Start

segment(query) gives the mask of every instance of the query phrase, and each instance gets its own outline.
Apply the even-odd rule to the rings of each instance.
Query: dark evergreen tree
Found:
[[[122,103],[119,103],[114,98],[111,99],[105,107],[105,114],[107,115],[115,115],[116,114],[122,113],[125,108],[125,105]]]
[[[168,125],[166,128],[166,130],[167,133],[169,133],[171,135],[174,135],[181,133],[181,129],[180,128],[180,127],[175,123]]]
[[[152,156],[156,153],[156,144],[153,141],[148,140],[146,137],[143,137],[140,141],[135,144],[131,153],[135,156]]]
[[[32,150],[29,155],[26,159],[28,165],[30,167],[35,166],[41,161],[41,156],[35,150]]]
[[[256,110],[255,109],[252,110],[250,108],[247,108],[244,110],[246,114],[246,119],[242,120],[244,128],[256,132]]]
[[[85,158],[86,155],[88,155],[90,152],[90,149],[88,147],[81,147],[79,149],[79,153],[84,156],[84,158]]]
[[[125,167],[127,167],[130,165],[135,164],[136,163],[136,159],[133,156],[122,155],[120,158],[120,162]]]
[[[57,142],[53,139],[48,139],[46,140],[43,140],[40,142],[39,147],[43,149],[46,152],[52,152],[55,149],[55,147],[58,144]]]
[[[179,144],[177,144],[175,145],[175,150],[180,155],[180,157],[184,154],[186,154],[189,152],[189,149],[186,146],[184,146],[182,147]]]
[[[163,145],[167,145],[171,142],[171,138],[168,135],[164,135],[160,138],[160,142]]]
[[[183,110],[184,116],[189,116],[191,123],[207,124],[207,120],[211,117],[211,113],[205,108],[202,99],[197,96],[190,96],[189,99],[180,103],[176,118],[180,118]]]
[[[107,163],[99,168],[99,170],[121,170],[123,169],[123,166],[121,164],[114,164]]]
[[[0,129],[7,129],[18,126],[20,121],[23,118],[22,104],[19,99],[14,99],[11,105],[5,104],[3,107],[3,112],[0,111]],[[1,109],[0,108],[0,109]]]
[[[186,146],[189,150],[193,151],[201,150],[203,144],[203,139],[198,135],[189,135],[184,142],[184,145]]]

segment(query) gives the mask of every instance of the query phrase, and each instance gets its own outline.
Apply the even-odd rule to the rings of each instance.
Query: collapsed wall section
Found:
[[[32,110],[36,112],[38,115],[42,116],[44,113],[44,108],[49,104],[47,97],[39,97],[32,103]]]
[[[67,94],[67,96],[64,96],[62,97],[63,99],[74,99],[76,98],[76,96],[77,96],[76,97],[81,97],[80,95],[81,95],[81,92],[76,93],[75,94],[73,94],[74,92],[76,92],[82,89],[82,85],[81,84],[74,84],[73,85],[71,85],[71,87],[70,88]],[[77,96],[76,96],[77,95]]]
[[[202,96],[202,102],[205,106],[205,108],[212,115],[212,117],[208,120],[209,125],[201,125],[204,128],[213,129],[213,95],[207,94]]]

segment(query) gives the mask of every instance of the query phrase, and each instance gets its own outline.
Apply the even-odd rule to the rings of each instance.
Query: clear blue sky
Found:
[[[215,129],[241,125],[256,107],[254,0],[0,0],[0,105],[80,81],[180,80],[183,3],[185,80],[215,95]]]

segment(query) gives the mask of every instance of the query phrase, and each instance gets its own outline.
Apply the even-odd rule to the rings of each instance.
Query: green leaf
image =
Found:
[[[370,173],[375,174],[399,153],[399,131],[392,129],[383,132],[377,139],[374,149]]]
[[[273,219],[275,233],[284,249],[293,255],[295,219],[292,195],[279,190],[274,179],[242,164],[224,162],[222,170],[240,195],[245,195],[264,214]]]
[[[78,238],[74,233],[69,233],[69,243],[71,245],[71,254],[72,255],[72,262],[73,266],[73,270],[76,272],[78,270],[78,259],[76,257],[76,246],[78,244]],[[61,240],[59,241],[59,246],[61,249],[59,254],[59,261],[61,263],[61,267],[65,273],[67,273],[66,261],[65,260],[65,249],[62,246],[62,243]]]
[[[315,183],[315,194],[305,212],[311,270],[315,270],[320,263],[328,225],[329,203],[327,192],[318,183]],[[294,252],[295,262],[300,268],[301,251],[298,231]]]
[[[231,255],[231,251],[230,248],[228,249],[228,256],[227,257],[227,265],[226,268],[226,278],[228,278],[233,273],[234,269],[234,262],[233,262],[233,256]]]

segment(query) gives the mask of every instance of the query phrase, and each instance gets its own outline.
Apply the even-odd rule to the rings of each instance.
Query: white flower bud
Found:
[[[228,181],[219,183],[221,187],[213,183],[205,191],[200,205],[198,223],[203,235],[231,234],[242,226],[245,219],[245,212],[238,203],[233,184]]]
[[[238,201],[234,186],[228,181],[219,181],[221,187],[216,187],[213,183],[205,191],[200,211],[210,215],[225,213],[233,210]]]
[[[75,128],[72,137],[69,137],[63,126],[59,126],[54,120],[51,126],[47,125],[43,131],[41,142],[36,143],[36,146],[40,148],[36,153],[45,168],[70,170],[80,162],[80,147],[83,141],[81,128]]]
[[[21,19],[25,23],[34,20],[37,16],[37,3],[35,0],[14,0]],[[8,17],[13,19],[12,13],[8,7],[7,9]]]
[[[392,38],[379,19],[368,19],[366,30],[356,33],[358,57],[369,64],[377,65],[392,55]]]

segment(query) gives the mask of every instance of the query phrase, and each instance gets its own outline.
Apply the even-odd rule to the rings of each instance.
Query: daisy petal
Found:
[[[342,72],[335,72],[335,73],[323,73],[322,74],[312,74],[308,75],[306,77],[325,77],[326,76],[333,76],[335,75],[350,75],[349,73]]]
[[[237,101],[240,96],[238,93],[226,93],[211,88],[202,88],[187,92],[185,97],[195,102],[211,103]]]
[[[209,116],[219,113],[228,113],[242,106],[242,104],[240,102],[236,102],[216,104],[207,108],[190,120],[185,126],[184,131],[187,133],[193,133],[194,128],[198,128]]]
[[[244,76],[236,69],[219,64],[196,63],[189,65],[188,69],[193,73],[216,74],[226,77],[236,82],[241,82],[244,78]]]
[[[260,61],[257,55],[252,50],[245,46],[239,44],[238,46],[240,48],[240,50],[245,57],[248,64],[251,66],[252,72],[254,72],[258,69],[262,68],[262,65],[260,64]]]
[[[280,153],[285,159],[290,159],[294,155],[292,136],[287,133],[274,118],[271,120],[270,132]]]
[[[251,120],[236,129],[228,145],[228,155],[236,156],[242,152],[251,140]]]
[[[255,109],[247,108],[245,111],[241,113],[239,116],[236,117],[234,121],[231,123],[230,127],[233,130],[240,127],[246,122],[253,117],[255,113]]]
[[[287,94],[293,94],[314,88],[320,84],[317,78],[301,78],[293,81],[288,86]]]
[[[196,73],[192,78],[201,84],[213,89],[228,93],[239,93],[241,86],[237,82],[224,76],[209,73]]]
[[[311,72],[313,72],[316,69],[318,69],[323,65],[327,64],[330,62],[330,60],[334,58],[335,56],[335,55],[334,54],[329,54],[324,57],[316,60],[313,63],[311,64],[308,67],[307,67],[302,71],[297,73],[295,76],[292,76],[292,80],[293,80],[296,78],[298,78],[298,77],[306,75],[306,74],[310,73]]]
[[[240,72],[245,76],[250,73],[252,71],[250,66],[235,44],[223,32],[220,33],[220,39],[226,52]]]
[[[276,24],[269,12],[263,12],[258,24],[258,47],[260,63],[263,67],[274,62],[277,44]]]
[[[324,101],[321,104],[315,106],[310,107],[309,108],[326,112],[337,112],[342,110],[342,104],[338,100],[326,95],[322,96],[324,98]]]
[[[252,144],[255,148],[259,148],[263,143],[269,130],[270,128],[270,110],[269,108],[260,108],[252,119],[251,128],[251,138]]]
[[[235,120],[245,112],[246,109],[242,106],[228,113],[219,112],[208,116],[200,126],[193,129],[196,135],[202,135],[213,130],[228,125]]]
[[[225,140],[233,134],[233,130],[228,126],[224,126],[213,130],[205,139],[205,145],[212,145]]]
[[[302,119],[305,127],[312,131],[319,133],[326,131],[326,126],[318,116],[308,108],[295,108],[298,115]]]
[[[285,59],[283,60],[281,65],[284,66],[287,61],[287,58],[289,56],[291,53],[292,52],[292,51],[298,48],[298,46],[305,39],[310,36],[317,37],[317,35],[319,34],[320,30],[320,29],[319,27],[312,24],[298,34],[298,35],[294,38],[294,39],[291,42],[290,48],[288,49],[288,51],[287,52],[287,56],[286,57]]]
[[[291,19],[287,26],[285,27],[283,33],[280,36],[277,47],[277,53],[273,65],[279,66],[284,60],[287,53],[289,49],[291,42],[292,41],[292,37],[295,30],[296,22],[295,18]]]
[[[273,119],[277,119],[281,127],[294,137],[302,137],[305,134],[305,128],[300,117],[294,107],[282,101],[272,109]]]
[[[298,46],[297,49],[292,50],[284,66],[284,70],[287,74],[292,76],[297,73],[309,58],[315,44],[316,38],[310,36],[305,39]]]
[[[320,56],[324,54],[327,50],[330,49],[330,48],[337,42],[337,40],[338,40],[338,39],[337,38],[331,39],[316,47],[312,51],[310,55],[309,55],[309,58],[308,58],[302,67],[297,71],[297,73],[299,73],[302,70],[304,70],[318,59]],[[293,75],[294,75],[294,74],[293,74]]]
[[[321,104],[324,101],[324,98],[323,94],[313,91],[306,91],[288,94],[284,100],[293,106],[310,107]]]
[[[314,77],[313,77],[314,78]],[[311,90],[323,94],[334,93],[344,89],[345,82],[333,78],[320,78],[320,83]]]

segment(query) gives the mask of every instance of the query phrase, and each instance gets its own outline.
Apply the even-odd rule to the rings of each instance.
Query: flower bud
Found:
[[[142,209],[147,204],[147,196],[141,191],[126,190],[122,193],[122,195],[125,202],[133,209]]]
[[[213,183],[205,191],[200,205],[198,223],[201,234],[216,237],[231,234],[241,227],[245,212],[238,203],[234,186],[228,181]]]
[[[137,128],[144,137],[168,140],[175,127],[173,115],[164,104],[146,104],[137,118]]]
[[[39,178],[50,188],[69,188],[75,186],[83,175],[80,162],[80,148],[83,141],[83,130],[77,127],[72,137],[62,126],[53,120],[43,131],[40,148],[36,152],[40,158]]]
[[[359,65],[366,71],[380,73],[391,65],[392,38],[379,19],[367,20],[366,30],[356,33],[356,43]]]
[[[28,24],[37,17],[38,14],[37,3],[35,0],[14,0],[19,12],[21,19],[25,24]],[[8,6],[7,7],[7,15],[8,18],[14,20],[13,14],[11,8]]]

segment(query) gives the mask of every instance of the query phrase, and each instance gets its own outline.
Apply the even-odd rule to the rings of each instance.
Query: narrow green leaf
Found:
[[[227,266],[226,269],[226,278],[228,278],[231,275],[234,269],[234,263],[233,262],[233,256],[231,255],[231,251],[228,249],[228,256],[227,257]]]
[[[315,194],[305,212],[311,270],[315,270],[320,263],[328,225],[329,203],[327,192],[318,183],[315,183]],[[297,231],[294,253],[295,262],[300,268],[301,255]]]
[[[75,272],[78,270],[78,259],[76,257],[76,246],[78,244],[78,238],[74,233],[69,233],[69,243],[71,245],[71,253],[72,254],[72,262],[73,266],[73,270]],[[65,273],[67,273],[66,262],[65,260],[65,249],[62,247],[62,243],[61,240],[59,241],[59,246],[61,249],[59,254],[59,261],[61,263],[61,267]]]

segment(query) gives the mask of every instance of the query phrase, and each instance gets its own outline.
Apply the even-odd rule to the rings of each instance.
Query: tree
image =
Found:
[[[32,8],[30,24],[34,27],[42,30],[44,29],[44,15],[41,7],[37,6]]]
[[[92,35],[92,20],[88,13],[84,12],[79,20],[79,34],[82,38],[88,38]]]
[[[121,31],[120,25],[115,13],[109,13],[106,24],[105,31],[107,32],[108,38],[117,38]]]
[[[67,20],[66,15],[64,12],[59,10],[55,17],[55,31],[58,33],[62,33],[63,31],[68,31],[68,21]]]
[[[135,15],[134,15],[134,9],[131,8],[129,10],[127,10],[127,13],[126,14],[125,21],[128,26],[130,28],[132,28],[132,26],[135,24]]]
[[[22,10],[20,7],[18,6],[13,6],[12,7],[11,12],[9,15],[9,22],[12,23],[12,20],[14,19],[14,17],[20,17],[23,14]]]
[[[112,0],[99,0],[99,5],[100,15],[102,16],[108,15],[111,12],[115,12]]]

End

| Instructions for the task |
Copy out each line from the entries above that contains the word "flower".

| The answer |
Query: white flower bud
Query: flower bud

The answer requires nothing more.